+++ RECORDS SUPPLIED +++

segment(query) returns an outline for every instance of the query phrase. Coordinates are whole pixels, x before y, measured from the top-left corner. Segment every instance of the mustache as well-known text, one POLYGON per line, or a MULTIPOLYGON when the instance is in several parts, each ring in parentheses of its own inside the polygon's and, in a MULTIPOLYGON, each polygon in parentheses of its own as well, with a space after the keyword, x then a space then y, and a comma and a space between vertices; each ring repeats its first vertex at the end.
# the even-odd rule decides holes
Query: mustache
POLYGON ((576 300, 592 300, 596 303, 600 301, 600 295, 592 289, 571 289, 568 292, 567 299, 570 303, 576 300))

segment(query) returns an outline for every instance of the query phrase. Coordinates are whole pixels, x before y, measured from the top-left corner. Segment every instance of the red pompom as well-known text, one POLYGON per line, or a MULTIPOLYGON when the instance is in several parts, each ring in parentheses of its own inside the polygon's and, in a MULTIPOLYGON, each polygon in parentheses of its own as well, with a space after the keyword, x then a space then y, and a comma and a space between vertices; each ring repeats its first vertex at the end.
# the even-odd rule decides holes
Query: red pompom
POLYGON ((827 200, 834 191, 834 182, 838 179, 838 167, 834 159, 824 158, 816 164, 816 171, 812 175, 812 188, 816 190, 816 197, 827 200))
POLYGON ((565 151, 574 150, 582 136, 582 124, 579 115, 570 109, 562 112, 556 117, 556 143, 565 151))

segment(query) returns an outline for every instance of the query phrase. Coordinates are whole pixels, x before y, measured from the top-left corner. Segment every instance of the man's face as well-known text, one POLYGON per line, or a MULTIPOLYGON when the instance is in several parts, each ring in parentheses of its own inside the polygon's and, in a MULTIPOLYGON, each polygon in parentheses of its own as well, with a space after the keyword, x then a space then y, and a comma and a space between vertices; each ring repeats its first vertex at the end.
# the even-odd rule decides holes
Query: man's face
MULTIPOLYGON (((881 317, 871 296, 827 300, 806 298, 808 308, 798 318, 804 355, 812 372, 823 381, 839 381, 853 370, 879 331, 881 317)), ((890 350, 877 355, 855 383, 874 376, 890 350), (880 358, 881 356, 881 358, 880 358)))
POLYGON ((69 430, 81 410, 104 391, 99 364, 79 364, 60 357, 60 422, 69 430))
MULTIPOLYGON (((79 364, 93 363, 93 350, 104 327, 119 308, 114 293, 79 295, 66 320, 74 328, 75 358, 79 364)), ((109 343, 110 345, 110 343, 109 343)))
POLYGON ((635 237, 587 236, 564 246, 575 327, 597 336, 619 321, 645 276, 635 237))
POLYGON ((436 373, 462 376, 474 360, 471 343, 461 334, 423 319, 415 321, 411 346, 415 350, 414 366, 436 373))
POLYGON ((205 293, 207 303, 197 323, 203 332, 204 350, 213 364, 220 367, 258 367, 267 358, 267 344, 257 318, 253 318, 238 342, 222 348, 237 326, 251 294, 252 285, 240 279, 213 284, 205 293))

+++

TASK TO CARRY OUT — Express all of the material above as a JSON array of strings, with one string per line and blank lines left out.

OUTPUT OF THE TASK —
[
  "segment(query) returns an outline for every instance of the query phrase. Coordinates are whole pixels, x before y, measured from the top-left corner. Segment every instance of the mustache as well-known text, one POLYGON per line, or a MULTIPOLYGON when the instance is in several parts, each ring in parentheses of its own inside the polygon's and, in a MULTIPOLYGON, each polygon in parentheses of its own as well, with a space after the keyword, x then a space then y, and a comma and a space between vertices; each ring repeats its first vertex at the end.",
  "# the even-odd rule decides holes",
  "Query: mustache",
  "POLYGON ((576 300, 592 300, 596 303, 600 301, 600 295, 592 289, 571 289, 568 292, 567 299, 570 303, 576 300))",
  "segment(query) returns an outline for every instance of the query phrase. Coordinates are whole pixels, x before y, measured from the top-left corner. Segment every instance of the red pompom as well-known text, one POLYGON per line, or a MULTIPOLYGON when the instance is in several parts, each ring in parentheses of its own inside the polygon's and, in a MULTIPOLYGON, each polygon in parentheses of its own as well, with a space after the keyword, x then a space then y, and a comma and a space between vertices; each ring repeats its first vertex at the end.",
  "# the even-odd rule decides holes",
  "Query: red pompom",
  "POLYGON ((827 200, 834 191, 834 182, 838 179, 838 167, 834 159, 824 158, 816 164, 816 171, 812 175, 812 188, 816 190, 816 197, 827 200))",
  "POLYGON ((565 151, 574 150, 582 136, 582 124, 579 115, 570 109, 562 112, 556 117, 556 143, 565 151))",
  "segment(query) returns an outline for every instance of the query phrase. Coordinates are whole pixels, x before y, measured from the top-left corner. Segment every instance of the man's face as well-known text, one POLYGON per line, or a MULTIPOLYGON when the instance is in several parts, each ring in parentheses of its own inside the polygon's and, in a MULTIPOLYGON, each polygon in parentheses of its own as well, with a space after the keyword, x then a space then y, and a comma and a space between vertices; each ring repeats its first vertex at the end.",
  "# the even-odd rule decides holes",
  "Query: man's face",
  "MULTIPOLYGON (((881 317, 871 296, 827 300, 806 298, 808 308, 798 318, 804 355, 812 372, 823 381, 839 381, 853 370, 879 331, 881 317)), ((890 350, 877 355, 855 383, 874 376, 890 350), (880 358, 881 356, 881 358, 880 358)))",
  "POLYGON ((69 430, 81 410, 104 391, 99 364, 79 364, 60 357, 60 422, 69 430))",
  "MULTIPOLYGON (((79 364, 93 363, 93 350, 104 327, 119 308, 114 293, 79 295, 66 320, 74 328, 75 358, 79 364)), ((109 343, 110 345, 110 343, 109 343)))",
  "POLYGON ((635 237, 587 236, 564 246, 575 327, 597 336, 619 321, 645 276, 635 237))",
  "POLYGON ((436 373, 462 376, 474 360, 471 343, 461 334, 423 319, 415 321, 411 346, 415 350, 414 366, 436 373))",
  "POLYGON ((205 293, 207 303, 197 323, 203 332, 204 350, 213 364, 220 367, 258 367, 267 358, 267 344, 257 318, 253 318, 238 342, 222 348, 237 326, 251 294, 252 285, 240 279, 213 284, 205 293))"
]